Aim of the exercise:
Quote the entries below from the line with "Note: point to the blurred green" through the line with "Note: point to the thin branch", both ends included, and only those lines.

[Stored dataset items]
==============================
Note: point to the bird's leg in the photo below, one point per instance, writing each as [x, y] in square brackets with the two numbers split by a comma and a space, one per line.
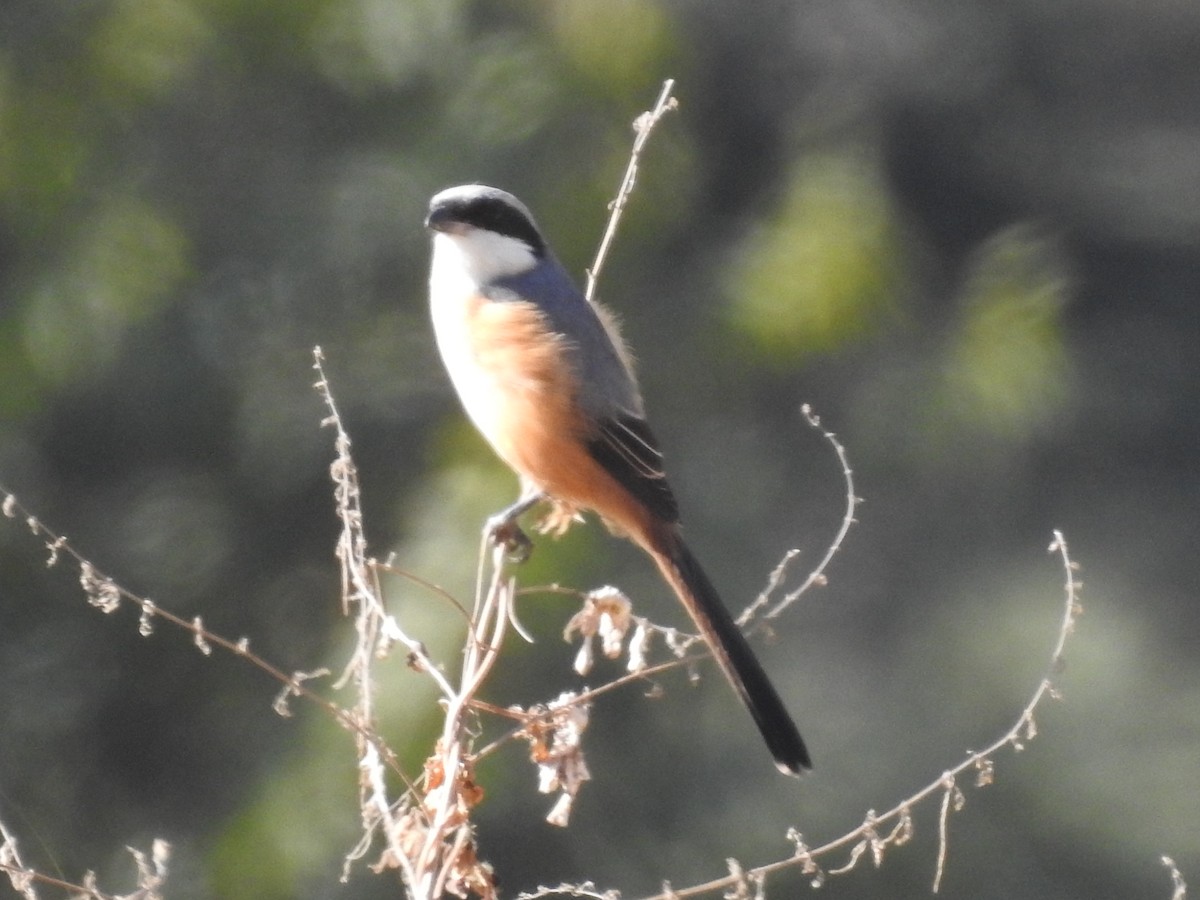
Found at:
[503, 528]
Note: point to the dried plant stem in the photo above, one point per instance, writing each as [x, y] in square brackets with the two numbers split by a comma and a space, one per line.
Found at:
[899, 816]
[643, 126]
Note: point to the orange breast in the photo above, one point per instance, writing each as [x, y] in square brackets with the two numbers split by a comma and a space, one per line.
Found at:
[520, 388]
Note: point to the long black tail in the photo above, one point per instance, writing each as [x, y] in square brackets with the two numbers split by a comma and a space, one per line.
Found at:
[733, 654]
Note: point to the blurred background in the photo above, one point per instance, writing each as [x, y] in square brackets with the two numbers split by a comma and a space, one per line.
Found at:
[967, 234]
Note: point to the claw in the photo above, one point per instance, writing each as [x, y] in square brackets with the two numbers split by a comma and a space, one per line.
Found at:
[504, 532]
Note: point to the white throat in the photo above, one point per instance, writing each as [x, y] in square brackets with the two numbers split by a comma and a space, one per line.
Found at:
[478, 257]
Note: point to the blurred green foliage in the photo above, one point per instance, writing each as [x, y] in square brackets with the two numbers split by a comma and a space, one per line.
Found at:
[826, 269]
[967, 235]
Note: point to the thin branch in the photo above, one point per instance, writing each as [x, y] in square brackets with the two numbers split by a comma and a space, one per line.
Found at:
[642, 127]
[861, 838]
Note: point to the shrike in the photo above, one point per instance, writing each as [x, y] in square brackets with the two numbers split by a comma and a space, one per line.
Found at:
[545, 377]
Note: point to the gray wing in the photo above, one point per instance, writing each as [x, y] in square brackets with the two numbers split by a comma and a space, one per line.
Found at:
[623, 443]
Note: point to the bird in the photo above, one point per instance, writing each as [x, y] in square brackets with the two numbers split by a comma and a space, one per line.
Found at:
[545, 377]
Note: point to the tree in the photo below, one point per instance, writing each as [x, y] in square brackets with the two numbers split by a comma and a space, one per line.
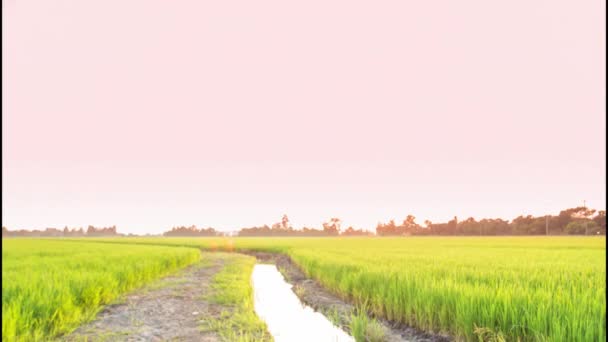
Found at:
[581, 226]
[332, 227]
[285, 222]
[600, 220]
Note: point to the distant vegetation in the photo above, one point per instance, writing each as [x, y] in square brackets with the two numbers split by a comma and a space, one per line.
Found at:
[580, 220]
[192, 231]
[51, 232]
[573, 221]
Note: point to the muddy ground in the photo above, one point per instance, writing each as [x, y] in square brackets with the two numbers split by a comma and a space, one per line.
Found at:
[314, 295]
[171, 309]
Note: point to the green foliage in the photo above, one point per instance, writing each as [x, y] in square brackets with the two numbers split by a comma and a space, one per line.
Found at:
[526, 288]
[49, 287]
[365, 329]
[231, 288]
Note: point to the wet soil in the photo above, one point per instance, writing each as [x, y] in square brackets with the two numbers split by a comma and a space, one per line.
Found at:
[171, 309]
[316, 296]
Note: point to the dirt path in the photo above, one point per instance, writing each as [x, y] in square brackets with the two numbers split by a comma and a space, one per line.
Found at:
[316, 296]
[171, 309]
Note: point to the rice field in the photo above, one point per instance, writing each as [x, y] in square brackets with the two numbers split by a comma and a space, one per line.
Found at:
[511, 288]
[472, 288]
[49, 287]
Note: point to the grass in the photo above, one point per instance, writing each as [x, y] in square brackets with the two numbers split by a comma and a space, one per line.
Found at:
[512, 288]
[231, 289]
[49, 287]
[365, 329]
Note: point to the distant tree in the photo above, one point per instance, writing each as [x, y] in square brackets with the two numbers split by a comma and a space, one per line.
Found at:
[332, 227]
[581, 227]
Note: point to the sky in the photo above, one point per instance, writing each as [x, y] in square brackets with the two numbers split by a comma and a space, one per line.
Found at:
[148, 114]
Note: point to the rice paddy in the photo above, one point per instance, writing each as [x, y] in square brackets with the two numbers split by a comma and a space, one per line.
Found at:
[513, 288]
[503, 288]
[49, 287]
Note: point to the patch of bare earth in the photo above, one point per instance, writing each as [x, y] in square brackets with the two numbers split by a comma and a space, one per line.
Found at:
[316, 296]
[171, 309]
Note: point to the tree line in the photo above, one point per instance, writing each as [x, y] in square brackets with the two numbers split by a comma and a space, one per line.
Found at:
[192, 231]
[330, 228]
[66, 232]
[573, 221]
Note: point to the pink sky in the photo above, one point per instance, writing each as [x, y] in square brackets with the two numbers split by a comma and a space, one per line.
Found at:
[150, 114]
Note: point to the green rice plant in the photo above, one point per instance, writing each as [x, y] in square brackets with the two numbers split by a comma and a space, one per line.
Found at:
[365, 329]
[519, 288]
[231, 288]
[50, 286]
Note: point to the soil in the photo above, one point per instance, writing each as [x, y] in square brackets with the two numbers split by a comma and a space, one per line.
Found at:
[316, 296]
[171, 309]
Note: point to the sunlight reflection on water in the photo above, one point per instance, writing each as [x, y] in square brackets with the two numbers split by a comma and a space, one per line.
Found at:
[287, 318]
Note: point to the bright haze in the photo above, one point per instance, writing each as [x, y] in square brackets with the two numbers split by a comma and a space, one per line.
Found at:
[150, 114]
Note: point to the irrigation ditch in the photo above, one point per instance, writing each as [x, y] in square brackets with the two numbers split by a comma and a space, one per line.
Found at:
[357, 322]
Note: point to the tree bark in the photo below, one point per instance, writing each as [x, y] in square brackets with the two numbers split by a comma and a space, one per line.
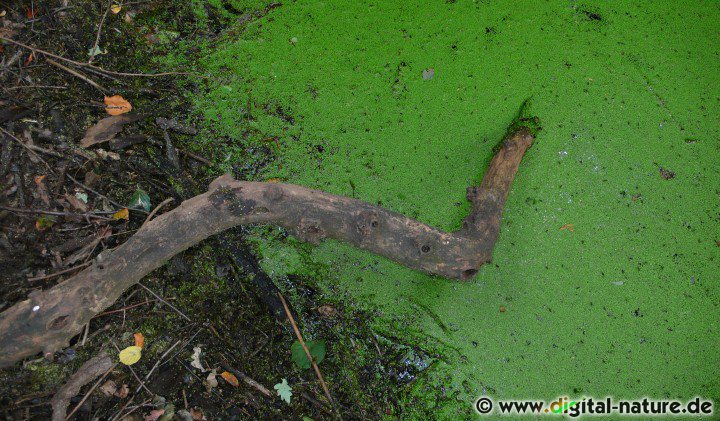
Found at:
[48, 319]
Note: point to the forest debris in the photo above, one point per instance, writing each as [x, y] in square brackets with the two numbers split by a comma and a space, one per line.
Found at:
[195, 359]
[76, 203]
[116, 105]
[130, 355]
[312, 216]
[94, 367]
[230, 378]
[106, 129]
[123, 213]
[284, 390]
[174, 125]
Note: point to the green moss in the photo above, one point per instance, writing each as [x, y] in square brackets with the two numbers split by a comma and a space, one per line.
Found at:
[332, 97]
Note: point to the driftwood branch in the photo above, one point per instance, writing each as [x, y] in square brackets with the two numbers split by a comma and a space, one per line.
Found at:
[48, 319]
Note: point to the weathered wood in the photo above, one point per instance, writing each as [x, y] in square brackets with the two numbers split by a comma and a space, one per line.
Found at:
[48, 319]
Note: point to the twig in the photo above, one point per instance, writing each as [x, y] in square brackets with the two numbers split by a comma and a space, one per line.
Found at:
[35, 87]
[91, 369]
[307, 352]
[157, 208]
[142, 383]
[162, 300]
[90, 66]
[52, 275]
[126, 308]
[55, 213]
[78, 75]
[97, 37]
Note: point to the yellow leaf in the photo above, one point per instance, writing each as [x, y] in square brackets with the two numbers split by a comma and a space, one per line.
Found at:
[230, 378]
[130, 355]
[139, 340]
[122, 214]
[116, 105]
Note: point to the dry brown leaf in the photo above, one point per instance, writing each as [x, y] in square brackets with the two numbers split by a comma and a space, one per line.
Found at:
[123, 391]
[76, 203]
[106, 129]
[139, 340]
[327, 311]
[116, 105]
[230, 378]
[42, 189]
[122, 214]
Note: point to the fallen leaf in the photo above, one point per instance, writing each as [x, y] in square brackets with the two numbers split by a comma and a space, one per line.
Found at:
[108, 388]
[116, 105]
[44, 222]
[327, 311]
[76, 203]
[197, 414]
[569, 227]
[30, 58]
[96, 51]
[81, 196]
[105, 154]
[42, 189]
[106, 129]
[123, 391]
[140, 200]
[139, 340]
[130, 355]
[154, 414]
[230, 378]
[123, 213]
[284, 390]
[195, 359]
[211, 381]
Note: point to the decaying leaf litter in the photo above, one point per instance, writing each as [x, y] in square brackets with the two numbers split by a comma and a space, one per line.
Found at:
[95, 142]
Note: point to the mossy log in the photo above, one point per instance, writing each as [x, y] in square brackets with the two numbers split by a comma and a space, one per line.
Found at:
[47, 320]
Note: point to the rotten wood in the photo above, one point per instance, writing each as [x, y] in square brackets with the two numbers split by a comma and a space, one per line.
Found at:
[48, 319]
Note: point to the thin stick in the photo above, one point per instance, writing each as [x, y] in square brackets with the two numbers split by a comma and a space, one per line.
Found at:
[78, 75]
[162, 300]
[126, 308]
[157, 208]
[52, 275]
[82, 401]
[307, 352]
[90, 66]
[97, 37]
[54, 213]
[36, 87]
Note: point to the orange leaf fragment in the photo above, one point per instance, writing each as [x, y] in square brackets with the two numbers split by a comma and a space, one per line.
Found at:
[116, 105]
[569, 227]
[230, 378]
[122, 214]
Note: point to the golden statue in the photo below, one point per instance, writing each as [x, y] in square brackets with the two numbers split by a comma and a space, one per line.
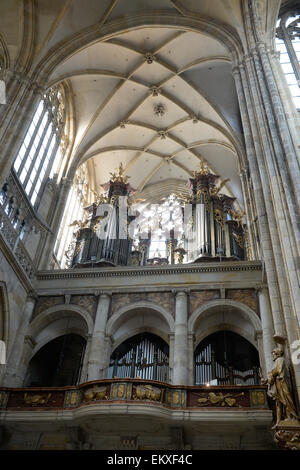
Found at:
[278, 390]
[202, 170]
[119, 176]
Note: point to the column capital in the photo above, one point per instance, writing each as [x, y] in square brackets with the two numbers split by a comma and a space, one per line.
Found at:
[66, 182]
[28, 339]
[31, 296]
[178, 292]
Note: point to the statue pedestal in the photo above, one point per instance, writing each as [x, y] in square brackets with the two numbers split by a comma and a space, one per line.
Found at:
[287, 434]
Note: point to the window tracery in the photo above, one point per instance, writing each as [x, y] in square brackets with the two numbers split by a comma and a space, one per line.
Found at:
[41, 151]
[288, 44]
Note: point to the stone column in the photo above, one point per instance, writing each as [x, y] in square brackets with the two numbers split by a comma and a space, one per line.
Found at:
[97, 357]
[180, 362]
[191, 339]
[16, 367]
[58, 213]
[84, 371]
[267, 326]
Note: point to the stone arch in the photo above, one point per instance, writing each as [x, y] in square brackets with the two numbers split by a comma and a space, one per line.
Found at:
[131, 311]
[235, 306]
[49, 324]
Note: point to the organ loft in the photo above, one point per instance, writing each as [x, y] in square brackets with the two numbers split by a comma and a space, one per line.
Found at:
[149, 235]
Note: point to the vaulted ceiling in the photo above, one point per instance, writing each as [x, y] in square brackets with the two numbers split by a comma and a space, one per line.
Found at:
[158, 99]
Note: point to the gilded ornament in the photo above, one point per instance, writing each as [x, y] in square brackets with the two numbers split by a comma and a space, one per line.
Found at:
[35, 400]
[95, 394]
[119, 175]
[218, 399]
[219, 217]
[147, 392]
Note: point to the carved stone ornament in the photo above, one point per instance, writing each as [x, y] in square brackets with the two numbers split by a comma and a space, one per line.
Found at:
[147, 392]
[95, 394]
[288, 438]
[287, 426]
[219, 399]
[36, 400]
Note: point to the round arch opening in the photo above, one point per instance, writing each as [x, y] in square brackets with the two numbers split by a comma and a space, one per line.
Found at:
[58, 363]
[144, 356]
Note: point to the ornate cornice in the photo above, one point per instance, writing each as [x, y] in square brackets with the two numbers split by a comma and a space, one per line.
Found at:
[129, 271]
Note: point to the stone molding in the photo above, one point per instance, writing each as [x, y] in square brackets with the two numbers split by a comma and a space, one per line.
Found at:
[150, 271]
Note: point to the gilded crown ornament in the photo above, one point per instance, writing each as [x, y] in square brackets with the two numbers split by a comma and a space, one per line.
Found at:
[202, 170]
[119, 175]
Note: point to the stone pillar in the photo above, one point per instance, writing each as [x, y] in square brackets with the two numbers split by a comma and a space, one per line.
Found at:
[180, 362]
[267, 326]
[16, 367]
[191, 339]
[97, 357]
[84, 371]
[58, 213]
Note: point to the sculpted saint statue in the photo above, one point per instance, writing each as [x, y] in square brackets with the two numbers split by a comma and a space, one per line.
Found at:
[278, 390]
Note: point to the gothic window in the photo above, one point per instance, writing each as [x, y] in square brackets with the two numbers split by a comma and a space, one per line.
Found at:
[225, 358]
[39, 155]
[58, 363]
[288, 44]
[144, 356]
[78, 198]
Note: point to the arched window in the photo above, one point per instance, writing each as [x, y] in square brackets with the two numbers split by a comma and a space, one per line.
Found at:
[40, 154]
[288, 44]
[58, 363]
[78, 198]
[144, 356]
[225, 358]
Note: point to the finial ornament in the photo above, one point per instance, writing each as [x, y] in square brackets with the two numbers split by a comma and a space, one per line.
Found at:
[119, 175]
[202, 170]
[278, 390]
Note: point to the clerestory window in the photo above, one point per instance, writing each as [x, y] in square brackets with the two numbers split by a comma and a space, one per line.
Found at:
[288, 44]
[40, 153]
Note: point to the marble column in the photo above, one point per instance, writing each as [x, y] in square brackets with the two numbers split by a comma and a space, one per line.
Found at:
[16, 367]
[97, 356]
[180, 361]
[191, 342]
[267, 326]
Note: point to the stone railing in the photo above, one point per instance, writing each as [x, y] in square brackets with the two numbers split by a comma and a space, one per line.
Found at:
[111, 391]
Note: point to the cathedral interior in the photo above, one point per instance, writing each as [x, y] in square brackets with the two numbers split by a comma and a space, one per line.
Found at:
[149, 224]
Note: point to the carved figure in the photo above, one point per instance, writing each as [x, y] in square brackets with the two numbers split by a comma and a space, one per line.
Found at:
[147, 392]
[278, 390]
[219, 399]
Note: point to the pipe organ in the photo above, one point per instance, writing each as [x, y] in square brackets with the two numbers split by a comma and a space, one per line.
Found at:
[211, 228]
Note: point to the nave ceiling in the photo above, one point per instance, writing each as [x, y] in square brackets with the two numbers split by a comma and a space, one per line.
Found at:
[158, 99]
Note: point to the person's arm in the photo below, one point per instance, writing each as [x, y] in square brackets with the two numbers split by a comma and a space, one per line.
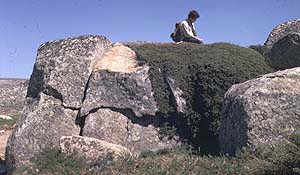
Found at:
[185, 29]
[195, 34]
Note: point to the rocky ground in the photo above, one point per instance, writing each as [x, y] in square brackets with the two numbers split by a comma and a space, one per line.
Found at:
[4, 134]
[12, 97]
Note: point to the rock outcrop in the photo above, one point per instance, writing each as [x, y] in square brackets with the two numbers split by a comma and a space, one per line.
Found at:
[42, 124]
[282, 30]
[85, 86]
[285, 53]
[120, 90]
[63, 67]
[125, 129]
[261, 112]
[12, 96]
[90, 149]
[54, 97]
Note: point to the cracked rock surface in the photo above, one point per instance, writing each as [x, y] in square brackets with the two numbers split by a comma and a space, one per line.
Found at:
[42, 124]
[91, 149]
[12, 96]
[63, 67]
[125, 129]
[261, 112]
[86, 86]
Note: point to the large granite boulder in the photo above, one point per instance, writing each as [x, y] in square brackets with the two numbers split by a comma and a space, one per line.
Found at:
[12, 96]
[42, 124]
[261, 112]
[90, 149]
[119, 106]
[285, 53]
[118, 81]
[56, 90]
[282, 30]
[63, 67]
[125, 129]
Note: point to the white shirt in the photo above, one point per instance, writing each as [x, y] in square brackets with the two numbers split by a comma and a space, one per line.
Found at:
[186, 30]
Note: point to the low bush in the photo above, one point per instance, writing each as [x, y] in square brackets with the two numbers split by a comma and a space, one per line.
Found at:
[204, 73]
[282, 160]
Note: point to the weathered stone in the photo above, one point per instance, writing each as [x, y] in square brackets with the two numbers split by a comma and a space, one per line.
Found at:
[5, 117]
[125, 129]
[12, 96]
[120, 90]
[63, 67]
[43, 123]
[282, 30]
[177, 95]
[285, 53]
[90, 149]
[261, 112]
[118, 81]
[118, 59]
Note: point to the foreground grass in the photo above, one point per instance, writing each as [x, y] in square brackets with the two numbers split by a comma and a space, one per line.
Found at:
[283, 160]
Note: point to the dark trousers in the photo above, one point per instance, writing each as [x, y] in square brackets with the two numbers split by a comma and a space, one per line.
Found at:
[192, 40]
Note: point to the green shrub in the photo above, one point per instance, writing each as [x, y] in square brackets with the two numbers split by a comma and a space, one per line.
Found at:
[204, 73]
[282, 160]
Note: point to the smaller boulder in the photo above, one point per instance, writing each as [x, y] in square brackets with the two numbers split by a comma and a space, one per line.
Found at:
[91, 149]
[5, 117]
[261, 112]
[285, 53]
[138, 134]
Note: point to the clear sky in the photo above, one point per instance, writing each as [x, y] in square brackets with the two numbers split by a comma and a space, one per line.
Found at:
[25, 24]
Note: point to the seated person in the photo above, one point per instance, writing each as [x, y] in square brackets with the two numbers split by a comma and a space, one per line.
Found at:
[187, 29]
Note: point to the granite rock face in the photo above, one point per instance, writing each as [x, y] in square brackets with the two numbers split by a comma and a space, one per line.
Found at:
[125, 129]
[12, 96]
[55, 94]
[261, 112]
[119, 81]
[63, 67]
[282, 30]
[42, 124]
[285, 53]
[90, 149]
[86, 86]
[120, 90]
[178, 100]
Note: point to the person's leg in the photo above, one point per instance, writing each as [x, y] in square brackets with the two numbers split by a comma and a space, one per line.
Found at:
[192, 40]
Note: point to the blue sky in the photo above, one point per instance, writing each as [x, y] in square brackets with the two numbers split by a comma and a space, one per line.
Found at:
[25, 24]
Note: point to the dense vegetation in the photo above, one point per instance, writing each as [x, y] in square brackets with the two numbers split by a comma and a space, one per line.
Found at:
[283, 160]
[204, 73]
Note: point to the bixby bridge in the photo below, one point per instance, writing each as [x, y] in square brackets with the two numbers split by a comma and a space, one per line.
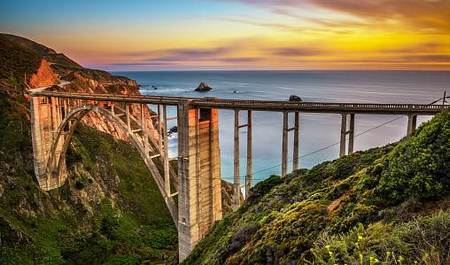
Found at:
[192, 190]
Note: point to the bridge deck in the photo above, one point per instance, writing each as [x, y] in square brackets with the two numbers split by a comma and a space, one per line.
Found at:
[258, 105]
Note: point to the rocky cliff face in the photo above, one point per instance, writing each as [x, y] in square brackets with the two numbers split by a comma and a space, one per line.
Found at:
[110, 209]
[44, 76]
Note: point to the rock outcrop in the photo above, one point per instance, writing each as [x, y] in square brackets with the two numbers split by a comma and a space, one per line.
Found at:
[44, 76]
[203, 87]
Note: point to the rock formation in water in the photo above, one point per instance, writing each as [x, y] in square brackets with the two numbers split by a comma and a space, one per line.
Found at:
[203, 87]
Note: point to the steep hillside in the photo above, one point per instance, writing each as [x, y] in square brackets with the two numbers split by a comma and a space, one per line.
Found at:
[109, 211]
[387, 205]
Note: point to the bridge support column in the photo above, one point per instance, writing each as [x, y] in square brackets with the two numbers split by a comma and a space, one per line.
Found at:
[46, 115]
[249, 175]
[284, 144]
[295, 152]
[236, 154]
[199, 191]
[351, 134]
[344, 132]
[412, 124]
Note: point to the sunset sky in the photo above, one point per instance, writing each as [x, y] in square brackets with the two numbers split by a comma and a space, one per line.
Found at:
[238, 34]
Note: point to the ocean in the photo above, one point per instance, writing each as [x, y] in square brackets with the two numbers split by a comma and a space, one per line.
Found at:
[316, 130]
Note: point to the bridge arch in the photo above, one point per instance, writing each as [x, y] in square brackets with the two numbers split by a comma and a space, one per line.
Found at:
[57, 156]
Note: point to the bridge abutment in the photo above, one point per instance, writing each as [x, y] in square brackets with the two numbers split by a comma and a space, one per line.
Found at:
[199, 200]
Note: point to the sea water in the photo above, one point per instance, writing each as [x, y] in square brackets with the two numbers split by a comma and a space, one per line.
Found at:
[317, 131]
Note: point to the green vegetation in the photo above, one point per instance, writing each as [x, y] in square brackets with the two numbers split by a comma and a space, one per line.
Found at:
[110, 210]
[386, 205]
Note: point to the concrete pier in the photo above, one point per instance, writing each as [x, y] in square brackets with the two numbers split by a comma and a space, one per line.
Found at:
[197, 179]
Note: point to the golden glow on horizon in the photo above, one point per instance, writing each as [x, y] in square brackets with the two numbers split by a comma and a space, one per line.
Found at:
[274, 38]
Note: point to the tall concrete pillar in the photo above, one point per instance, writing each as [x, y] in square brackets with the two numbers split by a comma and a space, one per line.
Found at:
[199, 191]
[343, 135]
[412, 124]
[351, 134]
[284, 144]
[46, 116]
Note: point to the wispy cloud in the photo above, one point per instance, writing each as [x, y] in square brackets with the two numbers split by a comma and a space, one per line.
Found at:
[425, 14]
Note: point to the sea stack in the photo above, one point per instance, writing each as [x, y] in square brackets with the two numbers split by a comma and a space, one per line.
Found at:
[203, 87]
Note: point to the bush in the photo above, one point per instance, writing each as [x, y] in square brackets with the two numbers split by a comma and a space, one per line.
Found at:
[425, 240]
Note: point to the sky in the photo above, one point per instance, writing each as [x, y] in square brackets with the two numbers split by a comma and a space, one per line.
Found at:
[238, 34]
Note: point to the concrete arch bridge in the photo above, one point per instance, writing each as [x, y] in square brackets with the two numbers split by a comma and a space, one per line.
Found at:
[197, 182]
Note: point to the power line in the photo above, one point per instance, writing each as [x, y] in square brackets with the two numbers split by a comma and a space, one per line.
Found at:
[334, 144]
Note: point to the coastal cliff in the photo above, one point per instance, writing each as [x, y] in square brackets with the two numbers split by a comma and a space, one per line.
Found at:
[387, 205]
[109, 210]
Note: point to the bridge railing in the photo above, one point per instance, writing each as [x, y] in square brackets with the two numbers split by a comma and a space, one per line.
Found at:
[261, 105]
==============================
Output:
Note: point to the blurred green foliage in the photo above, one point per instance, writing each as [x, y] in square brackets with the two numbers split by a comma and a space, one per line.
Found at:
[826, 269]
[967, 235]
Note: point to the thin branch in the photo above, one point per instance, writing each as [x, y] in square brackets with the two numbers split by a comma and a space, one per line.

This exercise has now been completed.